→ REQUIRED ACTION:
In your reply, reproduce the lines from the first one below to the line containing "the green foliage", inclusive, exactly as they stand.

* * * *

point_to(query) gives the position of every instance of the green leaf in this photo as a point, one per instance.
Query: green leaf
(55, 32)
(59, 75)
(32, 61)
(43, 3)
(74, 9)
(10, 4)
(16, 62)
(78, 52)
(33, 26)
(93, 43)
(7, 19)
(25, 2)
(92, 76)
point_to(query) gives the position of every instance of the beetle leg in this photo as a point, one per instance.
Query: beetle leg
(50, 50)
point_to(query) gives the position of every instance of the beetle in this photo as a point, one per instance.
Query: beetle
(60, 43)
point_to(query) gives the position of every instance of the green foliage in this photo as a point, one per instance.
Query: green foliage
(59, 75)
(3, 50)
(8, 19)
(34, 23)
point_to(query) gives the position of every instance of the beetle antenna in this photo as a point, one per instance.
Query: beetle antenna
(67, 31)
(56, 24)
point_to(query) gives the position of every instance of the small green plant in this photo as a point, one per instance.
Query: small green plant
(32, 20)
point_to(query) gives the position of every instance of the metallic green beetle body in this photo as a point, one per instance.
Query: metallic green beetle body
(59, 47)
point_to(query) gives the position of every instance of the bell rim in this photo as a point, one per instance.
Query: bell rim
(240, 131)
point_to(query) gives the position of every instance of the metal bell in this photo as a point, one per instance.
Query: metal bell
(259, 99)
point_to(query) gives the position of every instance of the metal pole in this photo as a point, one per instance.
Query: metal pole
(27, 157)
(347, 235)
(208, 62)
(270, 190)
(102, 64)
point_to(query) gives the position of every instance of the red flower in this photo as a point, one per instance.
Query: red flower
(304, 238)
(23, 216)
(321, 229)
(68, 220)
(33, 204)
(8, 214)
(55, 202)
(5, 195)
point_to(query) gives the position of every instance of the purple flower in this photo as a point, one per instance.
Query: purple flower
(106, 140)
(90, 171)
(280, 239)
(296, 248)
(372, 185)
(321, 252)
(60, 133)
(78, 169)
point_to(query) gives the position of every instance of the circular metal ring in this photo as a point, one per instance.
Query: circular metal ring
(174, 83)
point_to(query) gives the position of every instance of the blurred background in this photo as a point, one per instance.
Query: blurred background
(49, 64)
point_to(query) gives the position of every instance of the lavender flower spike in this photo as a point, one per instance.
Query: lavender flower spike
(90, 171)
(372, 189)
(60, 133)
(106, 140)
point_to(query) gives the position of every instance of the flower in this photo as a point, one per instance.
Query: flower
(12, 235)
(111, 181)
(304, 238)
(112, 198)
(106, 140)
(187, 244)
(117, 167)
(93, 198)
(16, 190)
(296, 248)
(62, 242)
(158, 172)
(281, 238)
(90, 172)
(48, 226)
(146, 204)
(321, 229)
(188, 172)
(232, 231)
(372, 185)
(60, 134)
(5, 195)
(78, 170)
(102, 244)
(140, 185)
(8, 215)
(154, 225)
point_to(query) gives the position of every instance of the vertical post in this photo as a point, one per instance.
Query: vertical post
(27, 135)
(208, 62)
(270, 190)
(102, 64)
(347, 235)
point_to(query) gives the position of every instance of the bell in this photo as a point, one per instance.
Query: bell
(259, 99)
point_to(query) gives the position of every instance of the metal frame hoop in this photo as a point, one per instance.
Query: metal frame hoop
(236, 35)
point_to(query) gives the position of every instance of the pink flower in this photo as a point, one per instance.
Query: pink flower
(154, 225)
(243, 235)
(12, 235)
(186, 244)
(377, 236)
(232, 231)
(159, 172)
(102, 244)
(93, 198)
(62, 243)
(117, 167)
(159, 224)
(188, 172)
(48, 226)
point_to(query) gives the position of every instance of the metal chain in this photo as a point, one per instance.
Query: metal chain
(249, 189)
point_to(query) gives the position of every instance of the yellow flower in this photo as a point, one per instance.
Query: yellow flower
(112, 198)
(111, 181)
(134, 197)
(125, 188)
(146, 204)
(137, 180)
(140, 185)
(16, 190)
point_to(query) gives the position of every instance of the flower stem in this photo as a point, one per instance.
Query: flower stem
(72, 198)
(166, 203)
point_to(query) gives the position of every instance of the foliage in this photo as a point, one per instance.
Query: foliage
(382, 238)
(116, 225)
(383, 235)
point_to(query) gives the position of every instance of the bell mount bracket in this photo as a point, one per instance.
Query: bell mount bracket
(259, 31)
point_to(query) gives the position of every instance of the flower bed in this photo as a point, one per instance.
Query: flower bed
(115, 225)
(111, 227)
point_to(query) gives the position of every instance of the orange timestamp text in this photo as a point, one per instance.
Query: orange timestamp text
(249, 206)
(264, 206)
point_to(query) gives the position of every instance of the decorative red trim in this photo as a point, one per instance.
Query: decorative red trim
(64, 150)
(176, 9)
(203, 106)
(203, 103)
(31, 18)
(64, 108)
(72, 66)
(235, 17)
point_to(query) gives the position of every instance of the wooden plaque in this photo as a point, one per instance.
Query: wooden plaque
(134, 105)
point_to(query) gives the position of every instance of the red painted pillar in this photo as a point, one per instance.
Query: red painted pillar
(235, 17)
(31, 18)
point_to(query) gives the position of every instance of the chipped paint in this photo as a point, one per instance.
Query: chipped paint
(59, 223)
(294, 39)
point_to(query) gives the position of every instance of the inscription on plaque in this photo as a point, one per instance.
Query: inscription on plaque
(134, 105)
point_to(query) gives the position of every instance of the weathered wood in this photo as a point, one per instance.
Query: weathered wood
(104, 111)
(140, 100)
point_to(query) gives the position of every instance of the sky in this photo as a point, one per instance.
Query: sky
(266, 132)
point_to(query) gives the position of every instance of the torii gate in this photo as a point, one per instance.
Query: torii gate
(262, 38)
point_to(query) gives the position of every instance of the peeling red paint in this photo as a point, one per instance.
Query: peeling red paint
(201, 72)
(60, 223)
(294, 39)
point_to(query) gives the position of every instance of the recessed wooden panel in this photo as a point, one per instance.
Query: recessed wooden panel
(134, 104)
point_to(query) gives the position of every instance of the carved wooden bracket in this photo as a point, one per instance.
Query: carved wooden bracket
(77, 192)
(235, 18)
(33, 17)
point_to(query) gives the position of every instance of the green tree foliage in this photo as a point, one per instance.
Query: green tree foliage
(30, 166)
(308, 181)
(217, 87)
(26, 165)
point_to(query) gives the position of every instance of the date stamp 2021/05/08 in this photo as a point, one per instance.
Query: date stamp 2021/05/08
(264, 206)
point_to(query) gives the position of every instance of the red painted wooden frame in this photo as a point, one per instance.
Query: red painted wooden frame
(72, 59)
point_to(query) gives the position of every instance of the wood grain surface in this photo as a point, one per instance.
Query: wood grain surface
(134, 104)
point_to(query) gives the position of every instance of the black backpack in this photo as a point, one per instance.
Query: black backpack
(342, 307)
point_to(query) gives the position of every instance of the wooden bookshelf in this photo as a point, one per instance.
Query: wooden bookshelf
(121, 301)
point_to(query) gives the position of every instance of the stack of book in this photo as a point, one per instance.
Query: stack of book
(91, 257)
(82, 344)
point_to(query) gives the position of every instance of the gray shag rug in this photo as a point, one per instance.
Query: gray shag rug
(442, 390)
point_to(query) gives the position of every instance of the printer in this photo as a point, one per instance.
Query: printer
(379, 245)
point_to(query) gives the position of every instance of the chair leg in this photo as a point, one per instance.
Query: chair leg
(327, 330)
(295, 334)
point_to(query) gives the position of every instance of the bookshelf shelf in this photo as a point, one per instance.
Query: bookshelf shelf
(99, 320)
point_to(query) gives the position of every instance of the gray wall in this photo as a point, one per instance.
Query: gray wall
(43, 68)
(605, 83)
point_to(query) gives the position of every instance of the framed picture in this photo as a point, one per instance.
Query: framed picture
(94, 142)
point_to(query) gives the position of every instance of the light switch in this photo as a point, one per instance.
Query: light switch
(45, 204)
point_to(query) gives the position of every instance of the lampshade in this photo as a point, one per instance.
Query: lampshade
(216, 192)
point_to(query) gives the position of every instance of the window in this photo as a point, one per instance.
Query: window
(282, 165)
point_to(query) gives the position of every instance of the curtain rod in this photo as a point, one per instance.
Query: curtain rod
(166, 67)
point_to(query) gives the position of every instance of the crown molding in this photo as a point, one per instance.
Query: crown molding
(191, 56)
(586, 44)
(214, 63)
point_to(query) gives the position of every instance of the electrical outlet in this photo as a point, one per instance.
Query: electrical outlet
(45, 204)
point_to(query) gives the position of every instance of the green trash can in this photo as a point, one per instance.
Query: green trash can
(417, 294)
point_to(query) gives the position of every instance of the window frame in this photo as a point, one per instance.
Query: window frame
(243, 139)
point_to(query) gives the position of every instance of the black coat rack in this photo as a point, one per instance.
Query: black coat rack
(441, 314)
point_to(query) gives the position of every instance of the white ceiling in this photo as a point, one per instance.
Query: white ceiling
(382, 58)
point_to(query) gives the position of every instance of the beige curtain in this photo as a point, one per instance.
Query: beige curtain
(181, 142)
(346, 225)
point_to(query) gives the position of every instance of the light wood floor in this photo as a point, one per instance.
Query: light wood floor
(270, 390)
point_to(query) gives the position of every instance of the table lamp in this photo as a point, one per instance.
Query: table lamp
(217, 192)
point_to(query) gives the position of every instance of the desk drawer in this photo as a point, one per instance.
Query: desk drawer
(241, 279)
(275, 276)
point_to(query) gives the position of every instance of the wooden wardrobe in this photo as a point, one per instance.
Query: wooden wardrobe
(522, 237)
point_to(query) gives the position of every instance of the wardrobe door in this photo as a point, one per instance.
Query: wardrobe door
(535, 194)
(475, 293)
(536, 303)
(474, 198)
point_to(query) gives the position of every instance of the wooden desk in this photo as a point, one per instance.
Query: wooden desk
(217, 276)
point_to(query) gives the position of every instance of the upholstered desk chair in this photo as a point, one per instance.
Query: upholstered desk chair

* * * *

→ EXERCISE OUTPUT:
point_to(query) gives the position of every instance of the green leaf in this photo as a point, one per instance.
Query: green leaf
(55, 32)
(59, 75)
(32, 61)
(43, 3)
(74, 9)
(10, 4)
(16, 62)
(78, 52)
(33, 26)
(93, 43)
(7, 19)
(25, 2)
(92, 76)
point_to(query) gives the position of every instance of the beetle leg in this photo as a point, one per instance.
Query: beetle leg
(50, 50)
point_to(query) gives the position of every instance of the beetle in this photo as a point, one per instance.
Query: beetle
(60, 43)
point_to(query) gives the position of every instance of the green foliage in this photo as a point, one per instance.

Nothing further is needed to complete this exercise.